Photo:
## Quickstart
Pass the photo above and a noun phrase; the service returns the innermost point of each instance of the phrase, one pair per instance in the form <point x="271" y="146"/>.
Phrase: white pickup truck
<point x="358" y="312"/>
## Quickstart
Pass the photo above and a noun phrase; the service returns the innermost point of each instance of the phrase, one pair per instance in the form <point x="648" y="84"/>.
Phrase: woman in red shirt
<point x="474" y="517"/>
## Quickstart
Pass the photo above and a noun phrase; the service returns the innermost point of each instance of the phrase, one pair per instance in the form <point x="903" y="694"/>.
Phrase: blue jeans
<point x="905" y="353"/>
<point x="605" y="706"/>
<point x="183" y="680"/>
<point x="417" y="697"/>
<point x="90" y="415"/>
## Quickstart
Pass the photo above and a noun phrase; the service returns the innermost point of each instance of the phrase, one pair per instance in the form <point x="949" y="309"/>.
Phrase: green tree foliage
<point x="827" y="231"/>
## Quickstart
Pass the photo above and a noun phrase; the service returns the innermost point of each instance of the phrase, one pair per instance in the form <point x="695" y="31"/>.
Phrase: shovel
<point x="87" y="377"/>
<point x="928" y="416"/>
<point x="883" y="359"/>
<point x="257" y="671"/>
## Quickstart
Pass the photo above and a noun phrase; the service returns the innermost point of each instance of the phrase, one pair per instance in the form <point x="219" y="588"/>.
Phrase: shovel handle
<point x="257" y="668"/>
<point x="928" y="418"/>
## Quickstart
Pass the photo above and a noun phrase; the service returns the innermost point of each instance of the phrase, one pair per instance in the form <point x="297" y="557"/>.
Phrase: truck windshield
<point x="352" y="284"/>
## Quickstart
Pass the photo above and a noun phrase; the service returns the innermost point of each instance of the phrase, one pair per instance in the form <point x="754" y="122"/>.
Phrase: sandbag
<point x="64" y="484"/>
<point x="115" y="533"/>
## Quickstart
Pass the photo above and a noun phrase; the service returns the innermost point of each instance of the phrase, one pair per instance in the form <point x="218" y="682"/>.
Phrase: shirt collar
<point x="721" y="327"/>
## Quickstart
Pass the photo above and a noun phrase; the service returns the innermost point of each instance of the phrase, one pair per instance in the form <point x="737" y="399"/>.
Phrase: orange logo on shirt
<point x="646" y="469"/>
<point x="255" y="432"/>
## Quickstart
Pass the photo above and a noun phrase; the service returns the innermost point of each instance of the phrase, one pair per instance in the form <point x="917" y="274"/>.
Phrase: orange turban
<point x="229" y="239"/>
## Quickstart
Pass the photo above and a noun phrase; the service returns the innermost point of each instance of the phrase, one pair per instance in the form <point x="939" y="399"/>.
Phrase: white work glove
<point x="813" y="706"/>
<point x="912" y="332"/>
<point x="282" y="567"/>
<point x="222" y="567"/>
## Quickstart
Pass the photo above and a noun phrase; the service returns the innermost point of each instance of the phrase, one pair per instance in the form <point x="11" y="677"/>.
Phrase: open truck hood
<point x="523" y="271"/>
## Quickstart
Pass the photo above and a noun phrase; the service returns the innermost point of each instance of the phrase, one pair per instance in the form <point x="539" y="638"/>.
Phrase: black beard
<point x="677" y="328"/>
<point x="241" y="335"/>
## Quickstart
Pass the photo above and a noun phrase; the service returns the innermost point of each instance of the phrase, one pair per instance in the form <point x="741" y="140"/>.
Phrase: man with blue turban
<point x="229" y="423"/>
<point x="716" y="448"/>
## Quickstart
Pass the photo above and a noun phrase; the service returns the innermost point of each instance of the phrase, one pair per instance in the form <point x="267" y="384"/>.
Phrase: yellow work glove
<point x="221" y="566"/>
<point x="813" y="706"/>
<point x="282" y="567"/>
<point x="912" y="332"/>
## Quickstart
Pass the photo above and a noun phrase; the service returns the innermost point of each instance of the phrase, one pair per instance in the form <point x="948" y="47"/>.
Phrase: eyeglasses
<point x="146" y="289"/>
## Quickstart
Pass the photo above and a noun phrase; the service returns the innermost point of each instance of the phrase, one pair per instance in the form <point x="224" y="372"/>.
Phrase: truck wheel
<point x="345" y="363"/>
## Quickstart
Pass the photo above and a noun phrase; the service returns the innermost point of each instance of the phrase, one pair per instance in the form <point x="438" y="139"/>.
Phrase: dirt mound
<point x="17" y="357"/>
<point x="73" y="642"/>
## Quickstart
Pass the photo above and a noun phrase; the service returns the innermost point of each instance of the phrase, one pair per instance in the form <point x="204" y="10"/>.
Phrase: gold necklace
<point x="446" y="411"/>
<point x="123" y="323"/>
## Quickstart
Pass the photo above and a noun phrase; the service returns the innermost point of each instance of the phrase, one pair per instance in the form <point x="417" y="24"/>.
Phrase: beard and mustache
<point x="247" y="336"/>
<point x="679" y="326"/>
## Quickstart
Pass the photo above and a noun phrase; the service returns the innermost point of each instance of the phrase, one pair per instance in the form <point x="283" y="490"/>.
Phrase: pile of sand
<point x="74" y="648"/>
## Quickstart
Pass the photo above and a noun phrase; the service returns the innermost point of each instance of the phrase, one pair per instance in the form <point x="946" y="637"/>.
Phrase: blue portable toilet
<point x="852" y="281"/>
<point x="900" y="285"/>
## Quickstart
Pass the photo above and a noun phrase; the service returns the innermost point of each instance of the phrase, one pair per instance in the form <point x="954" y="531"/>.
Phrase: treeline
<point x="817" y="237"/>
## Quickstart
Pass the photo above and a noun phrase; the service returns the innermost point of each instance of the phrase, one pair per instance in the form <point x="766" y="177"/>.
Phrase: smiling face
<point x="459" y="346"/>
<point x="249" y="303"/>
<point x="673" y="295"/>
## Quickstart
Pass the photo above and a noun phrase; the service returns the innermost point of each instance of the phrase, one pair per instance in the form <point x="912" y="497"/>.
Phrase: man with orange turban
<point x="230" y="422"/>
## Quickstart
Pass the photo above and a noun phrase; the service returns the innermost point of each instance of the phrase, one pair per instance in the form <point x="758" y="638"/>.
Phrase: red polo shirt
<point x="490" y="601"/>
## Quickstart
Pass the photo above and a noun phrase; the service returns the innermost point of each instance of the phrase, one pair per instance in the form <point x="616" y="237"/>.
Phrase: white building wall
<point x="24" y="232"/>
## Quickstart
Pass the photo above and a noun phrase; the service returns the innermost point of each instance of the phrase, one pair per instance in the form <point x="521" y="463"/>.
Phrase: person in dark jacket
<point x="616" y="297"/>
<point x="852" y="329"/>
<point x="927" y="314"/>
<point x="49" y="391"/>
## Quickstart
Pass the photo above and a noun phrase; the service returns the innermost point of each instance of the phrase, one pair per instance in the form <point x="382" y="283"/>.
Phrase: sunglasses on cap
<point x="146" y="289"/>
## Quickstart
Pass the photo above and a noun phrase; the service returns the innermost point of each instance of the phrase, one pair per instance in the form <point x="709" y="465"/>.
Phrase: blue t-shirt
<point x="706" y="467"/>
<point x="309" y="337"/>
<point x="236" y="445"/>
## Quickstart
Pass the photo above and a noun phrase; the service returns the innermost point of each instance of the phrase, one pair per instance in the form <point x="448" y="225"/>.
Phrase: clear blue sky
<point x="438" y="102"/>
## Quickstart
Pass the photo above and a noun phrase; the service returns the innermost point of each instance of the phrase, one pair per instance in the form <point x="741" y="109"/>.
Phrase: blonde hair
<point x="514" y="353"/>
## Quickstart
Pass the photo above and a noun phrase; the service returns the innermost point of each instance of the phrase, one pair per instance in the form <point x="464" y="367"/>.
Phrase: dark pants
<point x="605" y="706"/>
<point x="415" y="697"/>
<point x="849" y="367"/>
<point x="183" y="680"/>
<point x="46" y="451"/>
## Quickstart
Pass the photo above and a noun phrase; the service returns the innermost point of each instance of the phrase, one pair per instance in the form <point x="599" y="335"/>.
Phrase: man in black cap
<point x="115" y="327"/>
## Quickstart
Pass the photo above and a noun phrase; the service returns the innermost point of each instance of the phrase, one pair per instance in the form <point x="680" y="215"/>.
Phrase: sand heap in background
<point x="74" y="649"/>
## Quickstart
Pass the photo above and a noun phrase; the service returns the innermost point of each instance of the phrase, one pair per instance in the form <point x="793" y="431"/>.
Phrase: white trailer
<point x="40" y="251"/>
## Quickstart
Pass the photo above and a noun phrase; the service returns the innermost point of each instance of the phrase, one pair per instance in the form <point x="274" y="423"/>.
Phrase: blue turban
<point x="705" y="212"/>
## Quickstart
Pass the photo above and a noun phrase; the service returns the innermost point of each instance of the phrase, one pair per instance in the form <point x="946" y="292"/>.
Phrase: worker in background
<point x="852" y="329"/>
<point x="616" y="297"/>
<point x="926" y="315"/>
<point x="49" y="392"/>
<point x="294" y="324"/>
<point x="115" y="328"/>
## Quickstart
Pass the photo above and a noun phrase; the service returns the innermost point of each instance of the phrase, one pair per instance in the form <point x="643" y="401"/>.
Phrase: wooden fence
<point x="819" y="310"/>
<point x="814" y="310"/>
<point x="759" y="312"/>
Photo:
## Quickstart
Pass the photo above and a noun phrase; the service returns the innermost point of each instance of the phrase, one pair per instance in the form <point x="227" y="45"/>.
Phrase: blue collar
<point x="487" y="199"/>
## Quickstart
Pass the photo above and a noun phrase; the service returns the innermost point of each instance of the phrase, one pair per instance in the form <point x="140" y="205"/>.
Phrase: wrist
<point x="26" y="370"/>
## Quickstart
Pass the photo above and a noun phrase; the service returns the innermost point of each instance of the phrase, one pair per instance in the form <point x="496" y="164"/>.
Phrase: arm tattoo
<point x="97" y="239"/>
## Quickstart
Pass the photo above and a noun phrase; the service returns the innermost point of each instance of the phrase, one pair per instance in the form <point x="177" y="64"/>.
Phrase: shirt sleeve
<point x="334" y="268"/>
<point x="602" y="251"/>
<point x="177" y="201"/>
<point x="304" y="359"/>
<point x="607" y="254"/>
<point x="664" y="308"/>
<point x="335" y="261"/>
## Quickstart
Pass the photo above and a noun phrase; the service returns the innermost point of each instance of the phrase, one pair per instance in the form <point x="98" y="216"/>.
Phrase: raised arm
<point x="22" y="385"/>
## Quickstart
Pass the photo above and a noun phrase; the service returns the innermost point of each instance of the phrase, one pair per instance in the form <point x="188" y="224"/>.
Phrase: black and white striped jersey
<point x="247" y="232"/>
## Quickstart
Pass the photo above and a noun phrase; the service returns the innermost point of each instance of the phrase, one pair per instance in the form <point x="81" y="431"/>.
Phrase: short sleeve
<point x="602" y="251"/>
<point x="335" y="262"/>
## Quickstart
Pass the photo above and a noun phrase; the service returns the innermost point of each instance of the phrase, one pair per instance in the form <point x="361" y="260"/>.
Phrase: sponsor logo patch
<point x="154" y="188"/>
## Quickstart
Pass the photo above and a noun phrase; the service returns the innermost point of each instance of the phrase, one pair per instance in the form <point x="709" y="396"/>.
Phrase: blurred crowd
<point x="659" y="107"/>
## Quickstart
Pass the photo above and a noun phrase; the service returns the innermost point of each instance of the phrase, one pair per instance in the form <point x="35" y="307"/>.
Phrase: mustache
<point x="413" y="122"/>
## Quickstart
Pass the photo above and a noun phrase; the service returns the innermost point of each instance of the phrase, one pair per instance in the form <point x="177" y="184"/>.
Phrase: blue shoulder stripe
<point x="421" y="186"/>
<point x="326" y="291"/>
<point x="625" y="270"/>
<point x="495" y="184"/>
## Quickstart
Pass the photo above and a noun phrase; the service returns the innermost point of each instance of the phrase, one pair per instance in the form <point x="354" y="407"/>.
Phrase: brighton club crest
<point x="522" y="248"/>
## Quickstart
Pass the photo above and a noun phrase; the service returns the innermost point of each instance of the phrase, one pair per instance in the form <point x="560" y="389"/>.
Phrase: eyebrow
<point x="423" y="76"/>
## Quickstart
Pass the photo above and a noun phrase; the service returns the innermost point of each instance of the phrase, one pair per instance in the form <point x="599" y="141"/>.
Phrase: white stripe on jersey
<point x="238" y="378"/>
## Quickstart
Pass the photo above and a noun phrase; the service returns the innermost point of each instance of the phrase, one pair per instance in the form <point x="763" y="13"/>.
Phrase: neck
───
WHAT YOU SHOULD DO: Count the lines in the entries above that contain the string "turban" (case-sensitive). Reply with the number only.

FULL RESPONSE: 4